Instructions to follow:
Select each line of the records below that contains the word "clicks", treating uppercase and lowercase as different, and copy those lines.

(Stored items)
——

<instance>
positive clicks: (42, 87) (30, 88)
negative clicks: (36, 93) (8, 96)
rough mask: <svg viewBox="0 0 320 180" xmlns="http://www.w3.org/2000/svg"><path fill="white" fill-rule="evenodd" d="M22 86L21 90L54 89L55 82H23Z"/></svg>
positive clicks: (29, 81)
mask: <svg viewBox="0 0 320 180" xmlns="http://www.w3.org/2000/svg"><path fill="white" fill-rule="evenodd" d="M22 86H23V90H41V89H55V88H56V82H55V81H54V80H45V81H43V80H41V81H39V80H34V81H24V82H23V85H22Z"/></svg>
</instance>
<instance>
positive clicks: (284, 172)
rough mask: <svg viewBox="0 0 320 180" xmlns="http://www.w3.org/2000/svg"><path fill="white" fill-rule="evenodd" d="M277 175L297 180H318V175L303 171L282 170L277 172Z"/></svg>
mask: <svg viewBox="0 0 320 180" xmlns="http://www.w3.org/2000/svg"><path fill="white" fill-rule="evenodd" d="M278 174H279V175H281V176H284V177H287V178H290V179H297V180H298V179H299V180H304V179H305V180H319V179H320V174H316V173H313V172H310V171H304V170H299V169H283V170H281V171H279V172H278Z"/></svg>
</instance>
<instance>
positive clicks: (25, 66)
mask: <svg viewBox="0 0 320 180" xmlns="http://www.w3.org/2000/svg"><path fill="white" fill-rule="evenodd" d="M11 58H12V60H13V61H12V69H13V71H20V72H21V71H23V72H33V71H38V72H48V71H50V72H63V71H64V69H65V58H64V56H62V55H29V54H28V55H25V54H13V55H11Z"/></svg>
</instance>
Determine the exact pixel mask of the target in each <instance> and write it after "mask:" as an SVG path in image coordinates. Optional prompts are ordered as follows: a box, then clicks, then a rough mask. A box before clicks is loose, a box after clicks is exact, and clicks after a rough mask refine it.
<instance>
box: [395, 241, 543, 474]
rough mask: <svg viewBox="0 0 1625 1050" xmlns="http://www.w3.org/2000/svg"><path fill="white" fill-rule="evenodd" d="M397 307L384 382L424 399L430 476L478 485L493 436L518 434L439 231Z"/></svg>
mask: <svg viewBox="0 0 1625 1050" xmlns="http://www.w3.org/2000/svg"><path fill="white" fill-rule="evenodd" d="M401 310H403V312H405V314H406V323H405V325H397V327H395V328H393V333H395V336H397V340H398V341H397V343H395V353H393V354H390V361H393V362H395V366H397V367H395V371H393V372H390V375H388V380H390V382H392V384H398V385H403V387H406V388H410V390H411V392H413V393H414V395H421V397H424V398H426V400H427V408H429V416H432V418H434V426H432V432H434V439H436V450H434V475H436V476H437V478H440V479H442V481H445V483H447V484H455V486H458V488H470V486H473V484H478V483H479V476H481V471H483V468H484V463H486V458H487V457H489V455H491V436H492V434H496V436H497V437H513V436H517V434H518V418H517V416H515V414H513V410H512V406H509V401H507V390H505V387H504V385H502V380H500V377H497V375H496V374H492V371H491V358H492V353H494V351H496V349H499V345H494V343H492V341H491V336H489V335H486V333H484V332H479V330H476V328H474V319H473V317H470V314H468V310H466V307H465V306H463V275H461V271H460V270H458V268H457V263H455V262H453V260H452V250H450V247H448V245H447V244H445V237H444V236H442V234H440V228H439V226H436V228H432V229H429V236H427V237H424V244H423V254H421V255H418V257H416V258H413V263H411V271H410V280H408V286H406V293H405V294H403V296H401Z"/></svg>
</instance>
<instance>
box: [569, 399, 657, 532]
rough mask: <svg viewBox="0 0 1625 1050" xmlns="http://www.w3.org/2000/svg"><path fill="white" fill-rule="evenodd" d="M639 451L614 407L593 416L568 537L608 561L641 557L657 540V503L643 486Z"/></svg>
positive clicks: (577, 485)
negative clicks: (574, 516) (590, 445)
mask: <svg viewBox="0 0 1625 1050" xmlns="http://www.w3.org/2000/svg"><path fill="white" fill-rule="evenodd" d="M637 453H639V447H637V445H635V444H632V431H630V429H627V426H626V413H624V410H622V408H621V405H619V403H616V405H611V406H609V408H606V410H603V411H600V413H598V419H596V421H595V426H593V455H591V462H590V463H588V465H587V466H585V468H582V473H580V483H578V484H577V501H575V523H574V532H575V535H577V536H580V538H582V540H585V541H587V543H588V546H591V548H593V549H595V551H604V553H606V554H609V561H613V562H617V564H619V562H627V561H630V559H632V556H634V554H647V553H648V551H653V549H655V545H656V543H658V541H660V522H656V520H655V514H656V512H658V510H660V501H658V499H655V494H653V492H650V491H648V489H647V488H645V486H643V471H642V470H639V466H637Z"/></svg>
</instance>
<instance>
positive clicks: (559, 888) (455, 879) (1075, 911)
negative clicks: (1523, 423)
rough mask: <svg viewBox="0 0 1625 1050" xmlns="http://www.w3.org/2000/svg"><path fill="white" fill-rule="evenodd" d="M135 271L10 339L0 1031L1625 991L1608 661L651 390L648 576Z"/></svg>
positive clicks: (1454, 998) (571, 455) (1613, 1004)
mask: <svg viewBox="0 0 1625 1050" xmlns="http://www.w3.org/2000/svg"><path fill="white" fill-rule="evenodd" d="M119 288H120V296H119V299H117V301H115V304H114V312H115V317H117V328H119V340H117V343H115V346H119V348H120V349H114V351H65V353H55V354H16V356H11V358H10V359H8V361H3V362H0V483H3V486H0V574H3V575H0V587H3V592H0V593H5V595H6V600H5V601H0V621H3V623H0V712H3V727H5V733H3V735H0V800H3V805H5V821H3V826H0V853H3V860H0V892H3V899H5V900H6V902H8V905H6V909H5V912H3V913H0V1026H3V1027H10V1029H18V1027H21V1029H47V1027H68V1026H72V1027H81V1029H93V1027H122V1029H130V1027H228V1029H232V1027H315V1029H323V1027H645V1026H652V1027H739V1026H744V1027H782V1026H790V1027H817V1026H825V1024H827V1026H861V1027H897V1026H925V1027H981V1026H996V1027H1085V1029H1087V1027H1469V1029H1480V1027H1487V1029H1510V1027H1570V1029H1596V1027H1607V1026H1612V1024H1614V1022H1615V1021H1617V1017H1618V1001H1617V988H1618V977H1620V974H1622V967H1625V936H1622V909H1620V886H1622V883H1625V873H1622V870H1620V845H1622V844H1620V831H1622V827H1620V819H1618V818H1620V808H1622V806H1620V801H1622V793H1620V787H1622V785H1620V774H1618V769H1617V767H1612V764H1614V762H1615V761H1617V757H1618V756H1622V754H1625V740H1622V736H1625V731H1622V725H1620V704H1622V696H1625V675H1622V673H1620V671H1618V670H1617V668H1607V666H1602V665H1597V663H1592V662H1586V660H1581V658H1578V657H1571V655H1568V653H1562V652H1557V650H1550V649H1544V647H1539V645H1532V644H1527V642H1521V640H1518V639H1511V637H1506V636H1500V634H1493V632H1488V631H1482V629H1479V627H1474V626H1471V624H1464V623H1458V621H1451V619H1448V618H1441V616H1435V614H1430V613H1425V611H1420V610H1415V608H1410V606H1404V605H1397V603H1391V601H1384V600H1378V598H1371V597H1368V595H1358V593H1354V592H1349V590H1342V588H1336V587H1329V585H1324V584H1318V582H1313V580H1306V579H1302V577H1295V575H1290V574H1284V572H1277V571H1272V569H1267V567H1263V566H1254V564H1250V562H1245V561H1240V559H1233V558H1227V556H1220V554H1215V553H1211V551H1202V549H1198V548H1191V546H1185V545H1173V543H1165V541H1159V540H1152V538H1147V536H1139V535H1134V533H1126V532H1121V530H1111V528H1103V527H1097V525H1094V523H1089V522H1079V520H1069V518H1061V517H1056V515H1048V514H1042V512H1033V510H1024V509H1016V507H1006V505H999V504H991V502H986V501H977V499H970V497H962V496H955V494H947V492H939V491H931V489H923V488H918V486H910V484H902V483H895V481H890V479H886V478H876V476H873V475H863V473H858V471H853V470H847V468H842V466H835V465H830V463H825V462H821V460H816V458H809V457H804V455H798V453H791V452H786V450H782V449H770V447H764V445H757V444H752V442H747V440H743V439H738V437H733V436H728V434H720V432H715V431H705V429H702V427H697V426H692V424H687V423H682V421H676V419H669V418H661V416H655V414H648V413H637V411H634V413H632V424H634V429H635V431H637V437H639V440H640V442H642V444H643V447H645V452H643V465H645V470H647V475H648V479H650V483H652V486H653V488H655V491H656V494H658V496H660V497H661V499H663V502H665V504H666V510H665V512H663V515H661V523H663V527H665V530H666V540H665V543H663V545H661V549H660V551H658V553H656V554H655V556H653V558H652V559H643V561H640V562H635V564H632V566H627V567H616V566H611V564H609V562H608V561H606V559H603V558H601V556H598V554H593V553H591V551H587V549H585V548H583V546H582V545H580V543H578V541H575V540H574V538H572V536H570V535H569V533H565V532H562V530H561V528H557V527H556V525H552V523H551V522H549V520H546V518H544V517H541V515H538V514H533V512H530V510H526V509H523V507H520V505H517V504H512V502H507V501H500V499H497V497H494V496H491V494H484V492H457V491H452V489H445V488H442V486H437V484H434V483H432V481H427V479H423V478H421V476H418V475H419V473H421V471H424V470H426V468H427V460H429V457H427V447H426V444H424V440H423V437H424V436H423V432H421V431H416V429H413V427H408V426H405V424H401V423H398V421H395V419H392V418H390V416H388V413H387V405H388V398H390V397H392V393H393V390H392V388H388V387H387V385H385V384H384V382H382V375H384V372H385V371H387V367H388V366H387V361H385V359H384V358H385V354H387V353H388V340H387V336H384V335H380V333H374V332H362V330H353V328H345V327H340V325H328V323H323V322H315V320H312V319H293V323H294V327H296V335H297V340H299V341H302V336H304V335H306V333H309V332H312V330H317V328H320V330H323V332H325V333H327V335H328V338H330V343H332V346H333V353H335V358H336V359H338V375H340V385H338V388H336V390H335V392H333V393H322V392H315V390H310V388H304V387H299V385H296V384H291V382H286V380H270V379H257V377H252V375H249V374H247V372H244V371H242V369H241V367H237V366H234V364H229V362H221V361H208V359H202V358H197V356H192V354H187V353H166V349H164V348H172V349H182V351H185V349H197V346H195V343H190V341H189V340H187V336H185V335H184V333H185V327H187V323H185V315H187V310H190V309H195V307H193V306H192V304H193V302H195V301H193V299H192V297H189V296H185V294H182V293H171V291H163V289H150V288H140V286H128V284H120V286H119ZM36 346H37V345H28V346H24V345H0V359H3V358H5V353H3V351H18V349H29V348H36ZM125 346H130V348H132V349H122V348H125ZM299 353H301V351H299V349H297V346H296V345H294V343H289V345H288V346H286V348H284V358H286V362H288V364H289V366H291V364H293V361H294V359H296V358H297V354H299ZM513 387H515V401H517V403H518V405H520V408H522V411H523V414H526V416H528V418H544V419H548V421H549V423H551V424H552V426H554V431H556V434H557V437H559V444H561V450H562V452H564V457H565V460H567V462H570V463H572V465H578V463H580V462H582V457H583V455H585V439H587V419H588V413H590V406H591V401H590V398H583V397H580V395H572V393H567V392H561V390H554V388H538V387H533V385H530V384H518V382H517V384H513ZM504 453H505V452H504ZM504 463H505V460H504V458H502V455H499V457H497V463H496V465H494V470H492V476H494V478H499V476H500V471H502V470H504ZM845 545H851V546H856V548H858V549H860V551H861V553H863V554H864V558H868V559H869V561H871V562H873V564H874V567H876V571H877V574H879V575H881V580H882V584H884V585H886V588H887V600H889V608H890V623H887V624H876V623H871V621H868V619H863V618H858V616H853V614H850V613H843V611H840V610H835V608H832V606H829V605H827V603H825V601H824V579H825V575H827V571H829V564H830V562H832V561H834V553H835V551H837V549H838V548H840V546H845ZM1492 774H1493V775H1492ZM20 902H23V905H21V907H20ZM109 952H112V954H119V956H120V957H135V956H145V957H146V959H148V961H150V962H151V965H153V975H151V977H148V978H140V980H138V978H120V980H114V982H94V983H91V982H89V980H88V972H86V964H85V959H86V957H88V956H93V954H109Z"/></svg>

——

Answer box:
positive clicks: (42, 87) (30, 88)
negative clicks: (36, 93) (8, 96)
positive clicks: (29, 81)
positive clicks: (284, 172)
positive clicks: (25, 66)
Determine the exact pixel mask of the target in each <instance> and write it after "mask:" as an SVG path in image coordinates. Optional prompts are ordered as follows: a box, then clicks, then a rough mask. A box before clicks is loose, a box after clicks is exact, and clicks after a rough mask refine it.
positive clicks: (577, 485)
negative clicks: (574, 516) (590, 445)
positive clicks: (559, 888) (455, 879) (1075, 911)
negative clicks: (1523, 423)
positive clicks: (1454, 998) (571, 455) (1613, 1004)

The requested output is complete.